EXERCISE PROMPT
Transcribe the whole listing exactly.

EXERCISE MATERIALS
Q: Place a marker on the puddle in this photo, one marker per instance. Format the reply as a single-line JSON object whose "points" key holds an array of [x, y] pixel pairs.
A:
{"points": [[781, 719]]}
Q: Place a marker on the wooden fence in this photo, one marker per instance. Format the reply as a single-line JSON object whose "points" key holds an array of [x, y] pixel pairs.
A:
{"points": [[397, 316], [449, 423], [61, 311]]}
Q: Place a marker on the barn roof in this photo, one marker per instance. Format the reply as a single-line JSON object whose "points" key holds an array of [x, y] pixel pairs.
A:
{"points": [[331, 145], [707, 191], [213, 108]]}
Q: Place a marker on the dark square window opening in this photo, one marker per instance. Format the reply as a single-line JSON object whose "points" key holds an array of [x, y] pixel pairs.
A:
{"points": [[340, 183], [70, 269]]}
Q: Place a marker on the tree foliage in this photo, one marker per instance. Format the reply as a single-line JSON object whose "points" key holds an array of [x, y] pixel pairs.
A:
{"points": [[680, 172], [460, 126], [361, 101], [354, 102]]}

EXERCISE RESPONSE
Q: Place a marker on the puddle in this photo, one marker per instance. Format the reply as a single-line JSON object whose "points" key holds an array of [x, y] pixel pairs.
A:
{"points": [[781, 719]]}
Q: Place a marker on the wooden fence in this photo, one marker per instance. Format the reply as a single-line JSON object whose "points" key holds an array of [x, y] pixel pairs.
A:
{"points": [[397, 316], [449, 423], [61, 311]]}
Q: Place a marker on the barn roof in this photo, one marker per instance. Format the reply as a single-line JSON object whose "points" key holds an array of [x, y] pixel pairs.
A:
{"points": [[331, 145], [707, 191], [213, 108]]}
Q: Place a marker on the dark square window opening in this photo, one marker per instance. Format the reply as a single-line JSON object whose "points" key holds an array of [x, y] pixel pairs.
A:
{"points": [[340, 183], [70, 269]]}
Q: Place a marker on the tree foliage in this photo, one marker per instance. Format the reply as a single-line JSON object whose "points" key holds an array of [x, y] pixel pairs.
A:
{"points": [[680, 172], [460, 126], [361, 101], [354, 102]]}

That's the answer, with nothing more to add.